• [What you need to do]: The article below reports remarks by Gates on Internet services and the software industry. From it, list every piece of information that the article says moving a pointer over the Parliament buildings or over a shopping mall on the finished 3-D map will show.

He pointed to the growing popularity of voice over Internet protocol (VOIP) telephone services as a sign of new technologies emerging to change the way we communicate with one another.

“The telephone network is completely disappearing and becoming an application of the Internet,” he said. “Even TV itself will be delivered over the Internet.”

With the explosion in new Internet services still in full swing, Gates pointed to YouTube and Wikipedia as indications of what websites will look like in the future.

Microsoft is working on its own line of interactive offerings, including an online video service, a la YouTube, called SoapBox, and an interactive mapping tool called Live Earth. The mapping system shows all the things a person would expect to see on a map such as locations, routes and points of interest. It also has a feature that turns a map into a virtual 3-D representation of a city. By doing so, skyscrapers rise up, trees and parks are given contour and even traffic jams are depicted in real time.

The new map software is already available for use online at maps.live.com, although it is still in its preliminary testing stages. When it is finished, Gates said a person will be able to pull up a

3-D map of a town — Ottawa, for example. The Parliament buildings will jut out of the scenery like as if they were part of a pop-up book. Moving a pointer over top of them will allow a person to see if Parliament is sitting, what bills are being debated and whether the session is available to be viewed over the Internet.

Similarly, moving a pointer over a shopping mall will show what stores are inside, whether they are having sales and which ones offer online shopping.

While he applauded the ingenuity that went into creating the new online services, Gates said the software industry is heading for a drought of talent that could hamper the fast-growing North American software industry.

Except in Asia, enrolment in post-secondary science and math programs are down, said Gates.

While additional investment in post-secondary education is important, Gates urged governments to put more resources into promoting science and technology courses at the high school level. He said by getting high school students interested in computers and science, it will ensure they pursue technology and science degrees in university.

Gates also urged businesses to become more involved with post-secondary schools. Big companies do not create technology clusters of small startup companies, he said. High-quality researchers at universities do.

“Large research universities are the ones who spin out biotechnology and software startups,” he said, adding one of the reasons Microsoft has been so successful is because it closely partners with researchers at post-secondary institutions to monitor what types of projects they are working on.

“Half of the breakthroughs at Microsoft come from the university environment,” he said. “We became very good at meeting top professors and explained we wanted the top students to come and work for Microsoft.”

Gates said capturing and retaining top-level talent has allowed the company to continue to dominate the market for software over the past 33 years.

When asked about emerging threats from competing companies such as Google –which has its own word-processing and spreadsheet software –or others in the open-source software community, Gates became defiant.

“Is this the year free software was invented? I’d remember 1981. It was hyper-competitive then.” he said. “If there was ever a year that passed when people didn’t say we would go out of business, I’d be worried. Keep up the record, 33 years straight.”

• [Data for review]:

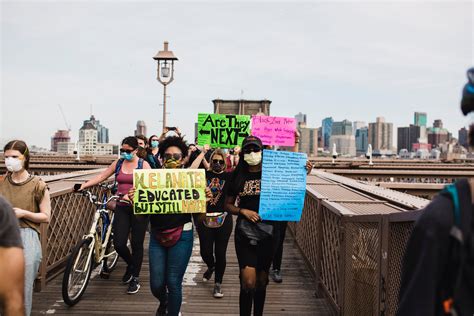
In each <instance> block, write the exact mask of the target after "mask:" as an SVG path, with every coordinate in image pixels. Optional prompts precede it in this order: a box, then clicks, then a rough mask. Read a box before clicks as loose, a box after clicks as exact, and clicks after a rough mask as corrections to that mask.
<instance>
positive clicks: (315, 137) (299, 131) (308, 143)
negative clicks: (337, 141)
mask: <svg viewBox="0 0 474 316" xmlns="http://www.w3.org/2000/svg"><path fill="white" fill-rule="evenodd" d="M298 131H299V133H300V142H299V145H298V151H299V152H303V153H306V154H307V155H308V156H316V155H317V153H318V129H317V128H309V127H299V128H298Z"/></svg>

...

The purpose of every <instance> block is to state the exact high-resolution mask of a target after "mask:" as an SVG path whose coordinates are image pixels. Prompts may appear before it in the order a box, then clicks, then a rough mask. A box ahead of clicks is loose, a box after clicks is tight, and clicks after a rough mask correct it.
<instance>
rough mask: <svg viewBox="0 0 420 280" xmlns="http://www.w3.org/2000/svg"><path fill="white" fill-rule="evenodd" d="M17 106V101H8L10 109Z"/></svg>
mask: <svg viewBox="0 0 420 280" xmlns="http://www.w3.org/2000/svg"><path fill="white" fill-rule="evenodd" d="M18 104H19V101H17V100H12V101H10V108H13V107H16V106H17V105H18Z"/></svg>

• [Solution for this exercise]:
Over the Parliament buildings:
- whether Parliament is sitting
- what bills are being debated
- whether the session is available to be viewed over the Internet

Over a shopping mall:
- what stores are inside
- whether they are having sales
- which ones offer online shopping